§ **Excerpted text**:
■ ■ ■

Review: ‘Public Enemy Number One,’ starring Ice-T, Dan Baum, Ethan Nadlemann, Keith Stroup, Jack Cole and Marsha ‘Keith’ Schuchard

June 12, 2020

by Carla Hay

Ice-T in “Public Enemy Number One” (Photo courtesy of Gravitas Ventures)

“Public Enemy Number One” 

Directed by Robert Rippberger

Culture Representation: The documentary “Public Enemy Number One” takes a historical look at the “war on drugs” the United States, by interviewing several experts and commentators (who are mostly white male Americans), such activists, authors and past and present law enforcement.

Culture Clash: The documentary takes the position that the war on drugs has been an abysmal failure and that U.S. drug laws need major reforms.

Culture Audience: “Public Enemy Number One” will appeal primarily to people who believe that certain drugs (such as marijuana) should be decriminalized, but the movie also should be informative to people who aren’t aware of the long-term social impact of the war on drugs.

Keith Stroup in “Public Enemy Number One” (Photo courtesy of Gravitas Ventures)

■ ■ ■

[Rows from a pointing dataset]

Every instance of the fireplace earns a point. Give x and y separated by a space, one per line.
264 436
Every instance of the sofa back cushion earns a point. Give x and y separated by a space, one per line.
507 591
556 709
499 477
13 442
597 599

■ ■ ■

§ **Tasks and exercises**:
(a) According to the review, who directed "Public Enemy Number One"?
(b) Decide whether each statement agrees with the review, and quote the words that settle it: (i) The documentary holds that the war on drugs has failed. (ii) The review appeared in 2021. (iii) Most of the experts interviewed are women.
(c) Please carry on the review of "Public Enemy Number One" from its last line.

§ **Results by task**:
(a) Robert Rippberger

(b)
(i) Yes: "the war on drugs has been an abysmal failure"
(ii) No: "June 12, 2020"
(iii) No: "who are mostly white male Americans"

(c)
Several documentaries have been made in the 21st century about the U.S. government’s “war on drugs” and almost all of these documentaries come to the same conclusion: The war has failed and is a reflection of the racial inequality in the criminal justice system. Most people who buy and sell drugs in the United States are white, but most people who are in U.S. prisons (whose numbers are growing) on drug charges are black and Latino. “Public Enemy Number One” (directed by Robert Rippberger) takes a chronological look at how various U.S. presidential administrations handled the war on drugs, beginning with the administration of Richard Nixon to the administration of Barack Obama. There really isn’t anything new uncovered in “Public Enemy Number One,” but the documentary might be informative to a lot of people who are unaware of these issues.

“Public Enemy Number One” follows the traditional documentary format of mixing archival footage with new interviews. The movie has a clear agenda to advocate for decriminalization of certain drugs (particularly marijuana) and aims to shine a light on how the prison system has become a big business that relies on racism to thrive. (Ava DuVernay’s Emmy-winning 2016 Netflix documentary “13th” extensively covers this topic of racial inequality in the American criminal justice system.)

The Nixon administration was the first to formally declare a “war on drugs,” with Nixon’s notorious 1971 speech that drug abuse was “public enemy number one” for America. It was a way for the federal government to create a new law enforcement agency—the Drug Enforcement Agency (DEA), which on the surface was supposed to enforce the illegal drug trade.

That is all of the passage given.